[Begin]
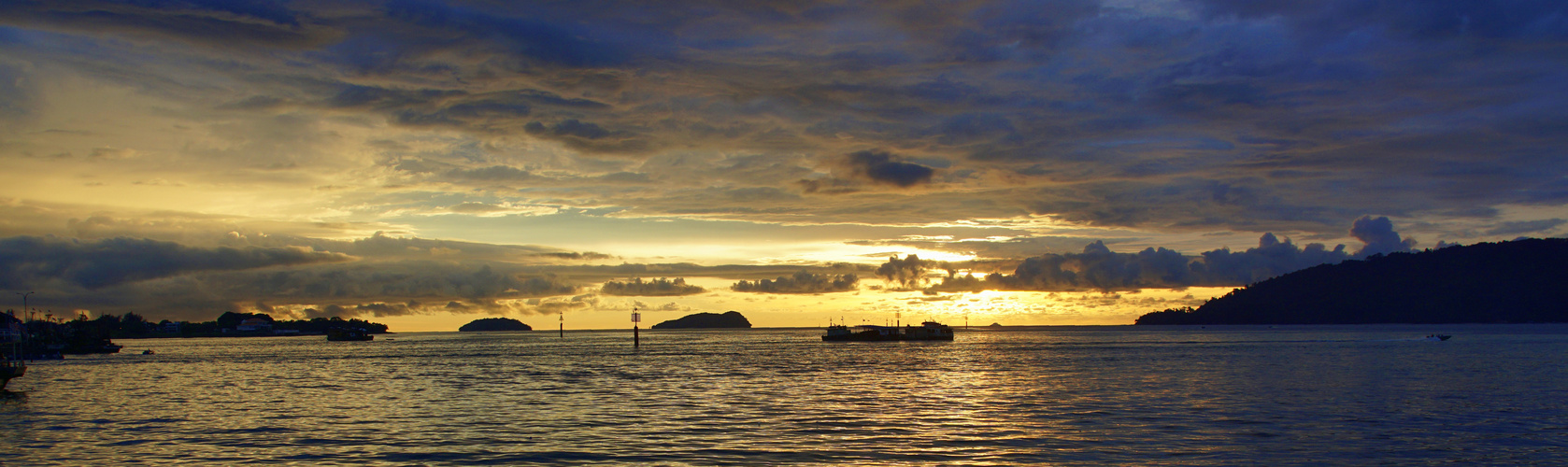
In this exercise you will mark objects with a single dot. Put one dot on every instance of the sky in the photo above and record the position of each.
(428, 163)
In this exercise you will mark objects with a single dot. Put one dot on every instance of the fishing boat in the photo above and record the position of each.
(866, 333)
(11, 362)
(349, 334)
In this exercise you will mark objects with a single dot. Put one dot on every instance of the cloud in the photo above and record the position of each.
(906, 272)
(1100, 268)
(800, 282)
(1519, 228)
(1378, 237)
(656, 287)
(883, 168)
(27, 262)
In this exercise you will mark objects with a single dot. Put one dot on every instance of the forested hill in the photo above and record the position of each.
(1523, 281)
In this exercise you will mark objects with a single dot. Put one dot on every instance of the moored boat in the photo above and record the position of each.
(867, 333)
(349, 334)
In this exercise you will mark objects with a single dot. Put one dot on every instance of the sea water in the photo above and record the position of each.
(1217, 395)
[End]
§ TASK INSTRUCTIONS
Please copy all of the material above word for word, omitting the pictures.

§ OUTPUT BELOW
In this exercise you will mark objects with a single dot. Put one dot on every instance of the sky in the photo above and record the position of each.
(428, 163)
In this exercise you will mark objects with a single dot. Put one dot on every instance of the fishing boat in the photo above and record the position of each.
(866, 333)
(11, 362)
(349, 334)
In this exercise you will mark objects with a single dot. Put one dot on every instance of the cloud in the photo above and record the position of each.
(906, 272)
(1100, 268)
(800, 282)
(1519, 228)
(1378, 237)
(656, 287)
(883, 168)
(27, 262)
In this exercise you will mark objects with a single dot. Put one dot on every instance of the forested hill in the photo above and record the position of each.
(1523, 281)
In this exercise you will mark objects with a single dot. Put one dot on every instance of the moored boat in the photo above and record the position of each.
(867, 333)
(349, 334)
In this exercise you will mark objects with a single dot. Put one dot on every instance of the sea water in the photo above and record the position of each.
(1217, 395)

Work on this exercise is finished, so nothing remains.